◆ Written request
In the lines from the one containing "of white backdrop" through the one containing "[[63, 26, 925, 310]]", replace "banner" with "sign" and change nothing else. Return only those lines.

━━━ Records provided

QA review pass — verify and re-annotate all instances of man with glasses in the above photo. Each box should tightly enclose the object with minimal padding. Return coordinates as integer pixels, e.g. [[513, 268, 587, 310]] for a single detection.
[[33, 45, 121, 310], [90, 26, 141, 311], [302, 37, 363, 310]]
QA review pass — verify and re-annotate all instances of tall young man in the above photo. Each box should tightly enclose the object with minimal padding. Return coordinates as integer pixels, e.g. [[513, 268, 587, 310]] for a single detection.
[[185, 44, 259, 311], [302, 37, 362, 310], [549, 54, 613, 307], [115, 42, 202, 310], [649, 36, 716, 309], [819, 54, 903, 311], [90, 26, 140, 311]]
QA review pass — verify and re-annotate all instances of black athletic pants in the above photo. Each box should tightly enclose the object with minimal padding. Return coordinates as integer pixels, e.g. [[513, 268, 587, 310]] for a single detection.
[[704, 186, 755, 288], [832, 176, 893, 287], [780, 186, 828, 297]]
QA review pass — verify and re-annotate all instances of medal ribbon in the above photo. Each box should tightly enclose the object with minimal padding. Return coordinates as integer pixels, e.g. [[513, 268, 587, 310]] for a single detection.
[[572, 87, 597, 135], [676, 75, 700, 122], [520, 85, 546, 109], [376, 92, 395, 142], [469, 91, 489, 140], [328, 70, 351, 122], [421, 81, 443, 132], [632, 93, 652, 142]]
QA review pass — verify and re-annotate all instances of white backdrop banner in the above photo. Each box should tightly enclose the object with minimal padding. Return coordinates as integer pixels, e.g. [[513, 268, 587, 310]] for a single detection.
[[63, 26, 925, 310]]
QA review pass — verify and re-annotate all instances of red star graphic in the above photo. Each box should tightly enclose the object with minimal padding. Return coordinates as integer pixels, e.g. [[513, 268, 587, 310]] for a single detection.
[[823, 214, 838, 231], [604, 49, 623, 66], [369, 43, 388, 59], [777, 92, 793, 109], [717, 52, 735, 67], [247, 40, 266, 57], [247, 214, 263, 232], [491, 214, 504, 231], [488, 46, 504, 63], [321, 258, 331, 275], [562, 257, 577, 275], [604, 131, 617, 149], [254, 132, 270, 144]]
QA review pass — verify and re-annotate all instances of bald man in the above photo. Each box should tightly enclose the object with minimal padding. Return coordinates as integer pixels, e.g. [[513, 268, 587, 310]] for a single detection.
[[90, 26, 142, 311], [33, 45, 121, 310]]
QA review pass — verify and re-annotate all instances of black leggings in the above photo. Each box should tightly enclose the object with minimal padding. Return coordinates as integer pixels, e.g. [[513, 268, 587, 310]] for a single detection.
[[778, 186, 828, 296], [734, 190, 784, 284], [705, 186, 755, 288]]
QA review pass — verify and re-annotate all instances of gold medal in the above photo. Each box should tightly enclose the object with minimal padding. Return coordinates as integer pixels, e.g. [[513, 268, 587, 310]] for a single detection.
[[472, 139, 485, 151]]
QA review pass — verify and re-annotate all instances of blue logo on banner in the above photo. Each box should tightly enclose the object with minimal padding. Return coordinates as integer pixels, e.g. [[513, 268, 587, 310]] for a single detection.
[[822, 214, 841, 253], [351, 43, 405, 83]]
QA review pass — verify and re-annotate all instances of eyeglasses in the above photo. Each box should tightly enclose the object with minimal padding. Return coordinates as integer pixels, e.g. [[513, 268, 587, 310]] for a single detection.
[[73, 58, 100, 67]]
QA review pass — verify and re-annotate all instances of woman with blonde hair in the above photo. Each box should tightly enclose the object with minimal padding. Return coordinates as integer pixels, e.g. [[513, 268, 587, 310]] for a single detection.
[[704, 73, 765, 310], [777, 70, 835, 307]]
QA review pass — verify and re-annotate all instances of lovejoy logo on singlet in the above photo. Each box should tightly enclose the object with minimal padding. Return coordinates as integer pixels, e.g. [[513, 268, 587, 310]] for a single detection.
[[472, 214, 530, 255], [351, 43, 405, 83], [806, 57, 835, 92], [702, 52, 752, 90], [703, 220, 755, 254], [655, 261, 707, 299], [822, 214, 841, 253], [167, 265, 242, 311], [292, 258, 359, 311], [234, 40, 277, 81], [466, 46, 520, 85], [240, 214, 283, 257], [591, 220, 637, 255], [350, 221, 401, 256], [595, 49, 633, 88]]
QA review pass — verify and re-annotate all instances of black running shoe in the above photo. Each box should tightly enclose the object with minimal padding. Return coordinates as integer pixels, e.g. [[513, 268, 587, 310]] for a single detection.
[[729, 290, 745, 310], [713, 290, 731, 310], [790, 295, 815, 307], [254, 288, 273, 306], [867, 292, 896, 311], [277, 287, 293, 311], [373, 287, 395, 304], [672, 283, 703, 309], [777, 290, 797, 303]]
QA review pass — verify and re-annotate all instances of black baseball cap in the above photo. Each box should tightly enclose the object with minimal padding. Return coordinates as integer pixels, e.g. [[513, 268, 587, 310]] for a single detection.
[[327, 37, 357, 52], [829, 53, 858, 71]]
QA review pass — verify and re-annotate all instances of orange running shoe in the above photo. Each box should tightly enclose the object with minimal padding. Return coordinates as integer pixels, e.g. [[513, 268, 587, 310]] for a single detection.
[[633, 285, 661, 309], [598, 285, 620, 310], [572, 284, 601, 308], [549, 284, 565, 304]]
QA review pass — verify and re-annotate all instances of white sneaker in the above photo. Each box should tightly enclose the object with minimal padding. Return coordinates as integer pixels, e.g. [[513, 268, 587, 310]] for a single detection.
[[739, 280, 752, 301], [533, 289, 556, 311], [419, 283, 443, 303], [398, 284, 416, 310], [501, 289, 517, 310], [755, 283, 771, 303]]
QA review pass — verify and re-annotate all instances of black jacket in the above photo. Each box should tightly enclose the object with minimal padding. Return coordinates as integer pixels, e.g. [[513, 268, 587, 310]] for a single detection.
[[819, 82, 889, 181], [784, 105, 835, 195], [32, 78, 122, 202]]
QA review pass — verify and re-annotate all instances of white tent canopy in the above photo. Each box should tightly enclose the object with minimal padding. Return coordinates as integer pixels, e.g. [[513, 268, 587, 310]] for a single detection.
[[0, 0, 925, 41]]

━━━━━━

◆ Complete answer
QA review pass — verify and re-annotate all instances of white backdrop sign in the above photo. Each box should tightly enclose the object with minimal padding. Return coordinates as integer pixels, e.g. [[513, 268, 587, 310]] for a single detection.
[[63, 26, 925, 310]]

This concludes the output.